» **TEXTO-FONTE**:
★ ★ ★ ★
Certamente precisamos de um cessar-fogo. Um armistício completo exigiria que as várias facções católicas entregassem suas armas das mídias sociais, algo que provavelmente não acontecerá. Nesse sentido, vivemos mais em uma Igreja do Vaticano I do que em uma Igreja do Vaticano II.

Em seu último livro, Vatican I: The Council and the Making of the Ultramontane Church [Vaticano I: o Concílio e a construção da Igreja ultramontana], o aclamado historiador jesuíta John O’Malley tem um capítulo sobre como a mídia (os jornais) ajudaram a impulsionar a agenda ultramontana durante o Concílio Vaticano I.

“O Vaticano I, portanto, tornou-se o primeiro concílio em que a opinião pública teve um impacto significativo em sua dinâmica”, escreve O’Malley.

Ele observa que um dos ultramontanistas mais importantes, o jornalista Louis Veuillot (1813-1883) da agora extinta publicação francesa L’Univers, “era, assim como outros ultramontanos ardentes, um leigo e um convertido. Também como muitos deles, ele não tinha a menor formação formal em teologia”.
★ ★ ★ ★
» **DADOS FORNECIDOS**:
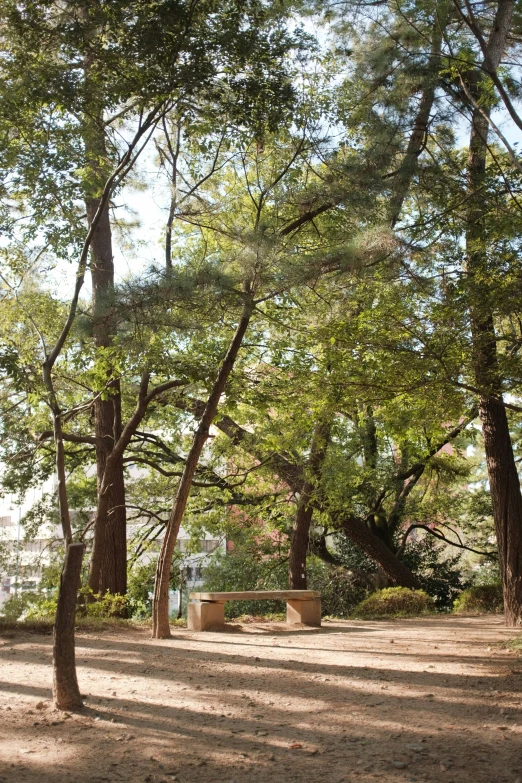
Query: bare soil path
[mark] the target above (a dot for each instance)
★ ★ ★ ★
» **TAREFA**:
Transcreva, do texto sobre o Concílio Vaticano I, o trecho que vai de "Certamente precisamos de" a "Concílio Vaticano I.". A listagem provém de uma fonte diferente da do texto.

» **RESPOSTA**:
Certamente precisamos de um cessar-fogo. Um armistício completo exigiria que as várias facções católicas entregassem suas armas das mídias sociais, algo que provavelmente não acontecerá. Nesse sentido, vivemos mais em uma Igreja do Vaticano I do que em uma Igreja do Vaticano II.

Em seu último livro, Vatican I: The Council and the Making of the Ultramontane Church [Vaticano I: o Concílio e a construção da Igreja ultramontana], o aclamado historiador jesuíta John O’Malley tem um capítulo sobre como a mídia (os jornais) ajudaram a impulsionar a agenda ultramontana durante o Concílio Vaticano I.